start MATERIAL SUPPLIED
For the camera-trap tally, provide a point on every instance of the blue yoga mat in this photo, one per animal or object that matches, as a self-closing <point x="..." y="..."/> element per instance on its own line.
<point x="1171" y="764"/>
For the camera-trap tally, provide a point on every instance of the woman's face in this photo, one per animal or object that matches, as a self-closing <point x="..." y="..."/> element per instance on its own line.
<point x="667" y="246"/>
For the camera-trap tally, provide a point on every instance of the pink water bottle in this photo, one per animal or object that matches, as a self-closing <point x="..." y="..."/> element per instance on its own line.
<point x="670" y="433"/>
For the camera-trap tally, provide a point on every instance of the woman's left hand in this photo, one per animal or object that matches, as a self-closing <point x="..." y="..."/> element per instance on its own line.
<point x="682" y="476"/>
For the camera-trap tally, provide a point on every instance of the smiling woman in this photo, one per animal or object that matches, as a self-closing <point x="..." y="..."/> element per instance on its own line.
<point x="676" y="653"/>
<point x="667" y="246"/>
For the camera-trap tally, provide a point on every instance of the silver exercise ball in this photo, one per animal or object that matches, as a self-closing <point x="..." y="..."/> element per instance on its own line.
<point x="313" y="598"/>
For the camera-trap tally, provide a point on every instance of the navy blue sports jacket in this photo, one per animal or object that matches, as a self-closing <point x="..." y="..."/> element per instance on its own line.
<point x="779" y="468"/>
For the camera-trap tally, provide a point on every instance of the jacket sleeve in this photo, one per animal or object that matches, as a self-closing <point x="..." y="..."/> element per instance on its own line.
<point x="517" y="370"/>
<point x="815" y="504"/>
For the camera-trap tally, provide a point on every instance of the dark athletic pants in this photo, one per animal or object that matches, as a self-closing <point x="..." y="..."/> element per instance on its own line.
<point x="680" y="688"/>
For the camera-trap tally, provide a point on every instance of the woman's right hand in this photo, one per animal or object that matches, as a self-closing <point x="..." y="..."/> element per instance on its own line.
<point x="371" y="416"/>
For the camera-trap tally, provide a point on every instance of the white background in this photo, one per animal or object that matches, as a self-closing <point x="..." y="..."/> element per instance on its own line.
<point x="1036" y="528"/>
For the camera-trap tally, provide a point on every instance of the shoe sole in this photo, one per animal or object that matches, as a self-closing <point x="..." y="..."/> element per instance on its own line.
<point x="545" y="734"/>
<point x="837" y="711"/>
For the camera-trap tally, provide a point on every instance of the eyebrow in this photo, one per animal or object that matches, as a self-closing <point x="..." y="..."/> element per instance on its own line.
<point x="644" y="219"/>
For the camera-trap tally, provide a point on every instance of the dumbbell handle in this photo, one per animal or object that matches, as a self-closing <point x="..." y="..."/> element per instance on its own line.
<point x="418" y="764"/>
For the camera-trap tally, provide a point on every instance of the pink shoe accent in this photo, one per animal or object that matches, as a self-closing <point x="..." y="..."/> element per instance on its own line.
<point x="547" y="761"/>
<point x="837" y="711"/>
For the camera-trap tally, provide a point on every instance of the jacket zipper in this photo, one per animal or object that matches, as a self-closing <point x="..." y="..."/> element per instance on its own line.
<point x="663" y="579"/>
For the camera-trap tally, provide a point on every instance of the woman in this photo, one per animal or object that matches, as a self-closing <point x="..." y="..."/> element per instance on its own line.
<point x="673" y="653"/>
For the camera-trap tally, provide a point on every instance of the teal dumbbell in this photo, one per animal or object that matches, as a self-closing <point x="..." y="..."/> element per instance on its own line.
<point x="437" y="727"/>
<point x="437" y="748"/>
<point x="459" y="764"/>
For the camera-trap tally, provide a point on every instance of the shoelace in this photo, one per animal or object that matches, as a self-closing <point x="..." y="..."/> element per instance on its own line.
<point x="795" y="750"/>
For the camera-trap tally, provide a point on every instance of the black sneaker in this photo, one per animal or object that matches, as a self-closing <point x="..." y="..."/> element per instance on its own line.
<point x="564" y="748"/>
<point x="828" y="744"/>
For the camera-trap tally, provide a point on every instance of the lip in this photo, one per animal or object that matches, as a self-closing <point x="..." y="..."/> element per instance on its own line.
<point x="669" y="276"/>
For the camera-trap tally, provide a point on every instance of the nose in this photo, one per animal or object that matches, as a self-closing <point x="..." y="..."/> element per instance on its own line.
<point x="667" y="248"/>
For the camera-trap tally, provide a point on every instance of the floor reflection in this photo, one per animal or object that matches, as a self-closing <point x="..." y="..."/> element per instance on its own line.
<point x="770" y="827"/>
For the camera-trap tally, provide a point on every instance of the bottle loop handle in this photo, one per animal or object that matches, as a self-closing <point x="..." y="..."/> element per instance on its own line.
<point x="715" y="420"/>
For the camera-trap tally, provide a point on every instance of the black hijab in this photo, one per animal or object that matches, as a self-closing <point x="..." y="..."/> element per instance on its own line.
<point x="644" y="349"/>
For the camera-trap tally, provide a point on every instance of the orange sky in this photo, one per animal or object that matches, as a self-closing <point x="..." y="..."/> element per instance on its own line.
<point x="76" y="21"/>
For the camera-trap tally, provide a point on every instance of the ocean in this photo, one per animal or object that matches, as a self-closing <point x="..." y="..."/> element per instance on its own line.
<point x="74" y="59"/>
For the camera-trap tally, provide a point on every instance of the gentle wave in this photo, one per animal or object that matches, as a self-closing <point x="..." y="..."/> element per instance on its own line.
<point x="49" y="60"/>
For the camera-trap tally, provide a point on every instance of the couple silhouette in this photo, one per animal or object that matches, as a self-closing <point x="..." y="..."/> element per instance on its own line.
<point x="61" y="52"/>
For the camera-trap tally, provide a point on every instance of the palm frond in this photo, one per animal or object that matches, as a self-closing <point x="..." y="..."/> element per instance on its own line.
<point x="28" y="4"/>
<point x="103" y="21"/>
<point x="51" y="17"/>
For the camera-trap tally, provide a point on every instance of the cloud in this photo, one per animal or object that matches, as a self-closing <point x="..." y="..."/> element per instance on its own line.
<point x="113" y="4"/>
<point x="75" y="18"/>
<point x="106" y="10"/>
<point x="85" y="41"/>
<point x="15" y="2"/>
end MATERIAL SUPPLIED
» **TASK INSTRUCTIONS**:
Convert the records into a two-column CSV with the columns input and output, one row for each record: its text and its answer. Each goes in a single quoted field with line breaks replaced by spaces. Include only the records starting with the line with "of the gentle" and going on through the end of the records.

» **WRITTEN ANSWER**:
input,output
"For the camera-trap tally, provide a point on every instance of the gentle wave in this photo, one per animal or object that matches, as a self-closing <point x=""..."" y=""...""/> element per instance on its own line.","<point x=""49"" y=""60""/>"
"For the camera-trap tally, provide a point on every instance of the couple silhouette in this photo, one per animal or object that matches, as a self-closing <point x=""..."" y=""...""/> element per instance on its own line.","<point x=""61"" y=""52""/>"
"For the camera-trap tally, provide a point on every instance of the palm frond in this photo, one per animal or object that matches, as a self-closing <point x=""..."" y=""...""/> element per instance on its own line.","<point x=""28"" y=""4""/> <point x=""103"" y=""21""/> <point x=""51"" y=""17""/>"
"For the camera-trap tally, provide a point on every instance of the cloud in this photo, one per animal or object that matches, as a self-closing <point x=""..."" y=""...""/> element per instance on its own line.","<point x=""113"" y=""4""/> <point x=""75"" y=""18""/> <point x=""106"" y=""10""/> <point x=""85"" y=""41""/> <point x=""15"" y=""2""/>"